Data entries -
= = = = =
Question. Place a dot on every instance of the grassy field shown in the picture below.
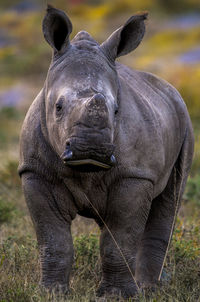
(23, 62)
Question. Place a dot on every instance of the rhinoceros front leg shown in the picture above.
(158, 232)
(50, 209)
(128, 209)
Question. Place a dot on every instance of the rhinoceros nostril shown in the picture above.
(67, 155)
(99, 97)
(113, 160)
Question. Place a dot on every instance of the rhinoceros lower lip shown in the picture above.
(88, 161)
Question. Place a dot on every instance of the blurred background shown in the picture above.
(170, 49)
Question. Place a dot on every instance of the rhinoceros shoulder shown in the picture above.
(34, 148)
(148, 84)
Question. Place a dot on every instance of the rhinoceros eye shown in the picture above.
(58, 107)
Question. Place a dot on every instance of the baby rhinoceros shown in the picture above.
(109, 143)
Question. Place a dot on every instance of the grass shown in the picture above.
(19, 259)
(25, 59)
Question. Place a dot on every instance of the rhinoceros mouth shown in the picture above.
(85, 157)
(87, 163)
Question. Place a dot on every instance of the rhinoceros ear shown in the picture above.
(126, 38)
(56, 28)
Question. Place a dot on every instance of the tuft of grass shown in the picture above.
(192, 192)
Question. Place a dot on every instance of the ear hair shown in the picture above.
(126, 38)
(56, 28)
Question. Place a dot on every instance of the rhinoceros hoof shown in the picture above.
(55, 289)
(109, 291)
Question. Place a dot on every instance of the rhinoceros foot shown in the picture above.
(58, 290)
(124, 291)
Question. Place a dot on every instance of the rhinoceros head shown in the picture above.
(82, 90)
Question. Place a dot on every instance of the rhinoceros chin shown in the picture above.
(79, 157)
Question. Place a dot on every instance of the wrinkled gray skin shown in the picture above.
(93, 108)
= = = = =
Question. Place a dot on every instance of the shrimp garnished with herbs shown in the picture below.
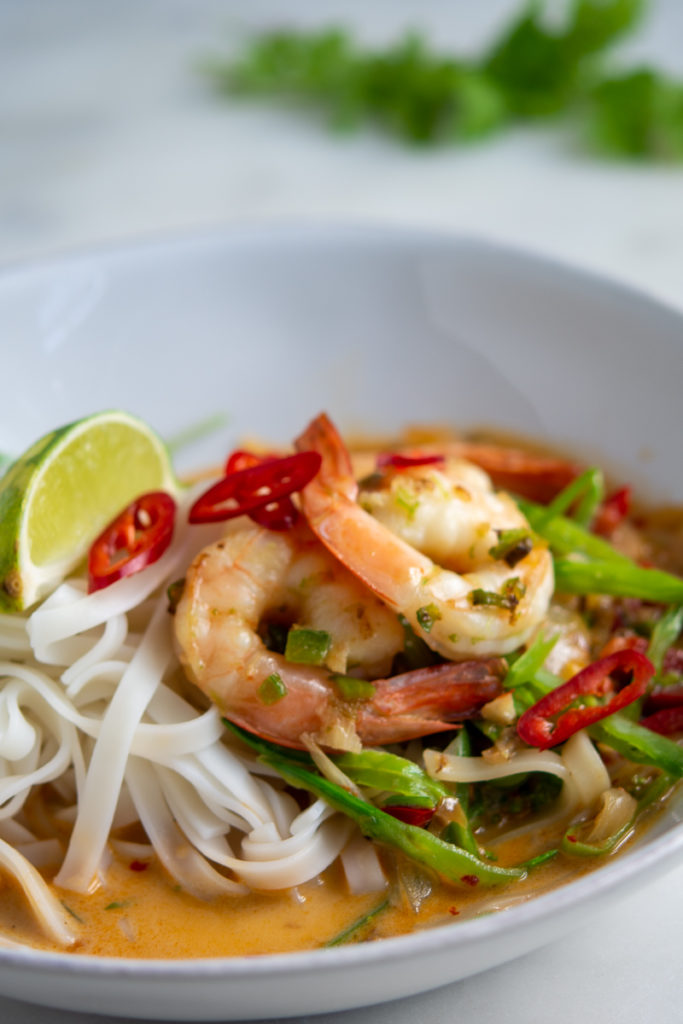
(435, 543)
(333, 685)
= = = = =
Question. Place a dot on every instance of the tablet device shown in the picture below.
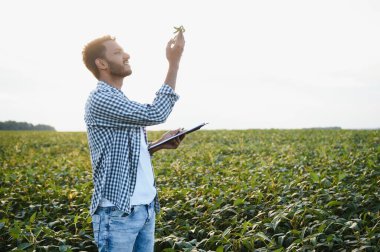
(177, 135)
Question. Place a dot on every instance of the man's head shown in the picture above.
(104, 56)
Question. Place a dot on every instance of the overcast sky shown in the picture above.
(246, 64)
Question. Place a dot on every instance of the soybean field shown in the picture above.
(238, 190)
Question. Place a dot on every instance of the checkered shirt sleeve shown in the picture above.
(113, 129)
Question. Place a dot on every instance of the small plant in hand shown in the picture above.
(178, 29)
= = = = =
Gather every line from the records above that contains the word "below", and copy each of those lines in full.

Solution to the exercise -
Question. Place a dot on every instance of the grassy field shown in the picture below.
Question. Place a dot on every instance of the shrimp garnished with herbs shown in the picture below.
Question. Place a dot on every instance of the tablet device shown in the picture below.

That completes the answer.